Problem
Please reproduce, exactly and with nothing added, the line containing "Task: find the black alloy" and every line after it to the end of the records.

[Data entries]
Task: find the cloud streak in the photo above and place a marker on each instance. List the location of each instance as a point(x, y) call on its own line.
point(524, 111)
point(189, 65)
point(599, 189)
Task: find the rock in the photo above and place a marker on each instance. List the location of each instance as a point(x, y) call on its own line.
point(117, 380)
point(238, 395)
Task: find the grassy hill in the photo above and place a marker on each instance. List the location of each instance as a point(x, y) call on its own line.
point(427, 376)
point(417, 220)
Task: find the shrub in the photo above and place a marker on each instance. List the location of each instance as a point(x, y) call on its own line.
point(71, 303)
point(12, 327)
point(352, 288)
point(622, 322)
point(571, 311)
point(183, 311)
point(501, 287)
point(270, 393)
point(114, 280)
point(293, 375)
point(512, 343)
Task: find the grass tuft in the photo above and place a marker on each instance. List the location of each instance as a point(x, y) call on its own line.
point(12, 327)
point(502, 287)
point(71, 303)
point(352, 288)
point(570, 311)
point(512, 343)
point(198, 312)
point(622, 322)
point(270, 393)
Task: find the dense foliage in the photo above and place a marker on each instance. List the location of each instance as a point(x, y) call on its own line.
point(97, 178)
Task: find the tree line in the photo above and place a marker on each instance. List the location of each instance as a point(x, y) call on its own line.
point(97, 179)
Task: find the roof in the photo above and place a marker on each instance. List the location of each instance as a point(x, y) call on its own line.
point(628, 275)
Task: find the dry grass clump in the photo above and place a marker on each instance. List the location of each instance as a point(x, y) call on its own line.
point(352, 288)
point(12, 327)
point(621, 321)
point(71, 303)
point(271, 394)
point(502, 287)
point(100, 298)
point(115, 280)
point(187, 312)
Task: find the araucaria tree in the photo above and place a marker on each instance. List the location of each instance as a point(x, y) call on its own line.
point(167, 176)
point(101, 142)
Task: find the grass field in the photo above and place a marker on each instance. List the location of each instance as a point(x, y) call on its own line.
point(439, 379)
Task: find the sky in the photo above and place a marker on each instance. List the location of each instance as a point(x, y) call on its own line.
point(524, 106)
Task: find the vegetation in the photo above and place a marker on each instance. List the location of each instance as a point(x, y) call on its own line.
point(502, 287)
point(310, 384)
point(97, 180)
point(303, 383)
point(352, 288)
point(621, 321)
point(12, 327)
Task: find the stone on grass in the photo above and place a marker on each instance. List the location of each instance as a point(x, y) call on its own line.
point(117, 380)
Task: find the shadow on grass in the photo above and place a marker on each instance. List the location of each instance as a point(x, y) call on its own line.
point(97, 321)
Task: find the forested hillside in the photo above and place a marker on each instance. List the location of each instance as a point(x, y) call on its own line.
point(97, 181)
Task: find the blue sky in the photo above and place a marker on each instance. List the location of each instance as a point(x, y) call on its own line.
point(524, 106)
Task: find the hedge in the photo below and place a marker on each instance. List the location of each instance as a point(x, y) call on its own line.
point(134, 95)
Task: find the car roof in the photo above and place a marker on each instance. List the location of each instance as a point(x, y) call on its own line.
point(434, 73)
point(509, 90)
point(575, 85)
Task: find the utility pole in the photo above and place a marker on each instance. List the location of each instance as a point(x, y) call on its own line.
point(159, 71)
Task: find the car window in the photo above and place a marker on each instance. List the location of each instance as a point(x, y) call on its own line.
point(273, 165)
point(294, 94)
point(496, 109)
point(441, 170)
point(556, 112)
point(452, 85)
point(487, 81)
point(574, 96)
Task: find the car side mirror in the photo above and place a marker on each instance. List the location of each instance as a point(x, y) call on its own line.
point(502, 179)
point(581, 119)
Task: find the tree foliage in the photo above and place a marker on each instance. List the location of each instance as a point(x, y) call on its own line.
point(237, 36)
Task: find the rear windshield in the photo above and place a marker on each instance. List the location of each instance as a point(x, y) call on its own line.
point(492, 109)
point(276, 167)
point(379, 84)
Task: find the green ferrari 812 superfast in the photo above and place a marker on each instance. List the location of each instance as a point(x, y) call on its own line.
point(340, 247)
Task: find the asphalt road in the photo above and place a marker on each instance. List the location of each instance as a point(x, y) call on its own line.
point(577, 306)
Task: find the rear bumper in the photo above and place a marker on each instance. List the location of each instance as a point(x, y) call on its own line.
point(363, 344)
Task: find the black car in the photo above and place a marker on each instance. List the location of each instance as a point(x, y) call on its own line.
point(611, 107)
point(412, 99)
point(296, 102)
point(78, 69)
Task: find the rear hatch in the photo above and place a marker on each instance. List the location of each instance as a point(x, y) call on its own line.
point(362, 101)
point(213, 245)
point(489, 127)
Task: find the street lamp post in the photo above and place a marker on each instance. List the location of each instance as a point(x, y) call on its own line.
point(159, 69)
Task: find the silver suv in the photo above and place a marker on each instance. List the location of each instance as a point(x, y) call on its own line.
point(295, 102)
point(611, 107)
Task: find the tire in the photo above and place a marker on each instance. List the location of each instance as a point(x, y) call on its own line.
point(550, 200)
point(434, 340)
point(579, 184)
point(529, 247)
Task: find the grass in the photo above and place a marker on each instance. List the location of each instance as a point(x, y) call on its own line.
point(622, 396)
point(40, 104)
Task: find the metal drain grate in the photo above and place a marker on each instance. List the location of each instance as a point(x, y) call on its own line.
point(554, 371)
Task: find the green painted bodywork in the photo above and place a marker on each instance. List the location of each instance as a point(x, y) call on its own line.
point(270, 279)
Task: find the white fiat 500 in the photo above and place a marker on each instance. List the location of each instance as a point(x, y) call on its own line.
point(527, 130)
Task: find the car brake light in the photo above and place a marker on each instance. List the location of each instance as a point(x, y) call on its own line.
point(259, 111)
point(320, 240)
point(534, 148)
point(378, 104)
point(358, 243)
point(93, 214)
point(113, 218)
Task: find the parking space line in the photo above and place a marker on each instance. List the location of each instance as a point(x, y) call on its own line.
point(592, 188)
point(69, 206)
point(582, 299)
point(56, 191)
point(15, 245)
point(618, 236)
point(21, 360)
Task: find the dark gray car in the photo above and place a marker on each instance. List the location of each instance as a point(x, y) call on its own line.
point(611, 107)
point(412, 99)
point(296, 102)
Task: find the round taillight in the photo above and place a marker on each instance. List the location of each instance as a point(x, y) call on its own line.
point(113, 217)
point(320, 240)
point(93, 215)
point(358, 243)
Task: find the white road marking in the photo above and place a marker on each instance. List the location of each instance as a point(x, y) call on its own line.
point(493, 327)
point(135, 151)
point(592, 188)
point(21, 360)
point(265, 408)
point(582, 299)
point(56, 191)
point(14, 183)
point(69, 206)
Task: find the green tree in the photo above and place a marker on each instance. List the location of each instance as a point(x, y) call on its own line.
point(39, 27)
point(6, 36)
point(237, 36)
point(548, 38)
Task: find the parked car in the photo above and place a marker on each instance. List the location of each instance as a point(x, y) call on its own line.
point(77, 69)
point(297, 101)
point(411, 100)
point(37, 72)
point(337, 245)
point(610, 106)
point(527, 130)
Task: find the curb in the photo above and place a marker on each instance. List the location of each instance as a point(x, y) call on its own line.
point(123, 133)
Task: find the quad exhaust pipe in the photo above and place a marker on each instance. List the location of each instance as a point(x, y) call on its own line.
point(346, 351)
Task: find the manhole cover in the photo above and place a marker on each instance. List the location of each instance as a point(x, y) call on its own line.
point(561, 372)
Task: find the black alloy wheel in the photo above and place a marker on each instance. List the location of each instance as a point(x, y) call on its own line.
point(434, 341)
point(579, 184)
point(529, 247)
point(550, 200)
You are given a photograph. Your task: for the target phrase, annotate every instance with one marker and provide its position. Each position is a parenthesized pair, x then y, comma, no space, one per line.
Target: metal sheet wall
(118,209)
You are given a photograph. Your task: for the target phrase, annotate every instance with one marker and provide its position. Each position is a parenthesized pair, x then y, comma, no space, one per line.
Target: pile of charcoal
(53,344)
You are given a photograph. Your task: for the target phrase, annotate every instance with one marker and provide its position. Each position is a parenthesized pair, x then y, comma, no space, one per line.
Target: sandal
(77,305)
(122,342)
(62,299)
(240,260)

Result of the exercise
Task: find the black alloy wheel in the photo above and place a marker on each instance. List the location of each instance as a point(x, y) call on its own line.
point(434, 341)
point(579, 184)
point(529, 247)
point(550, 200)
You are given a photograph. Your task: for the target phrase, annotate every instance with one marker and provide its position. Each position is a parenthesized pair, x then y, comma, no space, one per line.
Target: metal sheet wall
(118,209)
You are given a photograph. Your task: for the target phrase, annotate every instance with one marker and provide its position. Each position is a parenthesized pair, x then y, comma, no space, one per line.
Target: pile of charcoal
(53,344)
You are given a photograph. Your task: for the target phrase, annotate every instance with one marker and provide its position. Each position is a parenthesized pair, x then y, comma, no space, one per line.
Target: sandal
(77,305)
(122,342)
(62,299)
(240,260)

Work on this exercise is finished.